- PROBLEM 1 -
Reproduce, line for line, the stretch of the records from the line containing "of the black" through the line containing "column 1106, row 312".

- PAGE TEXT -
..........
One you have your DAG defined under a nice dag.py
file, you need to transfer it from your local environment to the DAGs/ folder of your Airflow instance.
airflow-dag-repo
├── dags
└── dag.py
├── airflow_dag_repo
├── __init__.py
└── utils.py
├── poetry.lock
└── pyproject.toml
This can be done manually via the Command Line Interface, replacing the Gitlab $airflow_gcs_bucket_dev
environment variable by the storage location your running Airflow instance relies on:
gsutil cp -r ./dags* gs://$airflow_gcs_bucket_dev/dags/airflow_dag_repo/
In our case, we consider our Airflow instance spinning on the Google Cloud Composer
Service from Google Cloud Platform and using Cloud Storage
as Storage Service. Thus the use of the gsutil that lets us access Cloud Storage
(where our DAGs/ folder is located).
The second best option would be to integrate this command execution within your Gitlab CI/CD pipeline execution.
However, the most advanced and preferred option (like, the ultimate no-brainer) would be to use Terraform.
Run the extra mile
You want to reduce the workload that the Airflow Parser has to deal with. Thus, to improve the parsing time, send zip compressed files and remove unnecessary noises e.g. pruning away cache folders:
zip -r airflow_dag_repo.zip ./dags ./airflow_dag_repo
gsutil cp -r airflow_dag_repo.zip gs://$airflow_gcs_bucket_dev/dags/
locals {
dags = fileset("${var.root_dir}/../../dags/", "**")
..........
- PROBLEM 2 -
According to the page text on deploying Airflow DAGs, which option is the most advanced and preferred way to transfer the DAG?

- PROVIDED DATA -
..........
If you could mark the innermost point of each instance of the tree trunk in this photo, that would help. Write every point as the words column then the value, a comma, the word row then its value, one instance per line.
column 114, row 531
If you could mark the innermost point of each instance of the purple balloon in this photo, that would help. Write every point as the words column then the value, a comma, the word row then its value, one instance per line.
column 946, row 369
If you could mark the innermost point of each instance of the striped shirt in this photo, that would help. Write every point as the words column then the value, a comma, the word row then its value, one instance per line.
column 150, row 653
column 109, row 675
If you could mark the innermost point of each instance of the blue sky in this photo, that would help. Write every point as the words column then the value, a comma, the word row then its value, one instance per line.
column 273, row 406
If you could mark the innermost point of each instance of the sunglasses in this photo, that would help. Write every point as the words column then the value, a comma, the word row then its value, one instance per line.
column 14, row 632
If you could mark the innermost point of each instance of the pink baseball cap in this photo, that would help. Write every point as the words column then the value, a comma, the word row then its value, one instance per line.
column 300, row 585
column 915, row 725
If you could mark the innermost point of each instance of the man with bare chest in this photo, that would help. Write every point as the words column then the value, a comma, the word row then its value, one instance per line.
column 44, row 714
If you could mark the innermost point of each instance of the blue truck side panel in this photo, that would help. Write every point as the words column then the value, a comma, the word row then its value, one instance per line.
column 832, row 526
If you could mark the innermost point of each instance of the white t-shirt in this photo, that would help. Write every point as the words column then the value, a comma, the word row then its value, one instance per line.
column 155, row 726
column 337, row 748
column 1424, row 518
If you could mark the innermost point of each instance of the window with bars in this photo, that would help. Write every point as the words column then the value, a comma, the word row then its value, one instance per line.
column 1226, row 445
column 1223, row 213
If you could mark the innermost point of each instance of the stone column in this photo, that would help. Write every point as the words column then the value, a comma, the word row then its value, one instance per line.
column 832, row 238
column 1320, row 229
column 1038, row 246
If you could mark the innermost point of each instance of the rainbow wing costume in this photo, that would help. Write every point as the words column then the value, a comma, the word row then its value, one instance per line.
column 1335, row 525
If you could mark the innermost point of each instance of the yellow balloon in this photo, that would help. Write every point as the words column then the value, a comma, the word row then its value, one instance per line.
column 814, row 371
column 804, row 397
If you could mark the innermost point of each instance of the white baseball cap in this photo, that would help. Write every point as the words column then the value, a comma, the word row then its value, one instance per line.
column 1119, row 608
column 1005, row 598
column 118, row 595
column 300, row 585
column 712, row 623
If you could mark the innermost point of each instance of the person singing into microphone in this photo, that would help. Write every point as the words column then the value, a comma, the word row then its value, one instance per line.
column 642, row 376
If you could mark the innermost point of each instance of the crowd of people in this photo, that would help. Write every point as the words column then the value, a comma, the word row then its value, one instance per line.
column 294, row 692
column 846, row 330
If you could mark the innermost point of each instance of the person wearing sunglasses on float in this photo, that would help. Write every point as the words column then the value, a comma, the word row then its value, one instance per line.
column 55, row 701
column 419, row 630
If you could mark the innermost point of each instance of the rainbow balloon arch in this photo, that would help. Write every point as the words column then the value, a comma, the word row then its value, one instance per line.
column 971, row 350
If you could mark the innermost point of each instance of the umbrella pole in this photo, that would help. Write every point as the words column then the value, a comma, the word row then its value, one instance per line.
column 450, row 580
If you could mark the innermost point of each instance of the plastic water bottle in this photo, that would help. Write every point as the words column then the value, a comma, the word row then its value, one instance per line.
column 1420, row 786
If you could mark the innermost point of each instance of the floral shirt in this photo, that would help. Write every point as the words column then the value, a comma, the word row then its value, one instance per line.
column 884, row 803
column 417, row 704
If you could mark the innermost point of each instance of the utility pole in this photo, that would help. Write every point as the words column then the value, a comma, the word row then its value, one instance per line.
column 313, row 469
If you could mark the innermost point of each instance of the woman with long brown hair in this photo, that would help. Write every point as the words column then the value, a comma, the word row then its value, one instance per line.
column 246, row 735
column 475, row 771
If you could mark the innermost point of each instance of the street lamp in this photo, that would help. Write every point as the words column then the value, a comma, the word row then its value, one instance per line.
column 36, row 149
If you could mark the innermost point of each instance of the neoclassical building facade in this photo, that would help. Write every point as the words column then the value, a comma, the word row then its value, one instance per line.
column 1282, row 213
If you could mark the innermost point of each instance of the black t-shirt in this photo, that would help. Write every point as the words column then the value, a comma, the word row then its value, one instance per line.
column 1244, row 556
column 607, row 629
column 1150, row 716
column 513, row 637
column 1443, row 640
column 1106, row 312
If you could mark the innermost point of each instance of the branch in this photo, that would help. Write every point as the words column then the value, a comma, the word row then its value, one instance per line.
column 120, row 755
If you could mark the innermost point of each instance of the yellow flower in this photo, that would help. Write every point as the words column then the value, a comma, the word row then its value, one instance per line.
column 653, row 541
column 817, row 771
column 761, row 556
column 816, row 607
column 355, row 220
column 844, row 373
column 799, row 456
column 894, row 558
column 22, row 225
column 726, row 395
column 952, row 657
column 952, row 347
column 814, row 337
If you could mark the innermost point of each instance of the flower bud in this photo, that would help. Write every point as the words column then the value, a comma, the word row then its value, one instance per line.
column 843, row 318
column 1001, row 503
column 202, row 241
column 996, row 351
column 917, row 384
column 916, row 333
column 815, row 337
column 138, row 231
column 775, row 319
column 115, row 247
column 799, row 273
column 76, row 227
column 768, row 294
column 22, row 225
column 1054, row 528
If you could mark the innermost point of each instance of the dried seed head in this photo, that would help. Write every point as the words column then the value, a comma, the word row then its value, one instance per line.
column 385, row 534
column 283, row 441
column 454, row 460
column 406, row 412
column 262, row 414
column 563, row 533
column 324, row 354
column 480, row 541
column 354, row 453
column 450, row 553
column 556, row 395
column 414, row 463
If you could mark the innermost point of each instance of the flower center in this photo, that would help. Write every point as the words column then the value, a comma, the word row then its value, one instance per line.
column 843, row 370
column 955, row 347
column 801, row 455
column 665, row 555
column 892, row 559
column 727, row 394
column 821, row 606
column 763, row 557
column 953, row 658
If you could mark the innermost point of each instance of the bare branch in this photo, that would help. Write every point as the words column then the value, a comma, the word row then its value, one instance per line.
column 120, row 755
..........
- TASK ANSWER 1 -
If you could mark the innermost point of each instance of the black t-shirt in this photo, that would help. Write every point as the words column then the value, a comma, the word row then its value, one instance per line.
column 1244, row 556
column 607, row 629
column 1150, row 716
column 513, row 637
column 1443, row 640
column 1106, row 312

- TASK ANSWER 2 -
Using Terraform.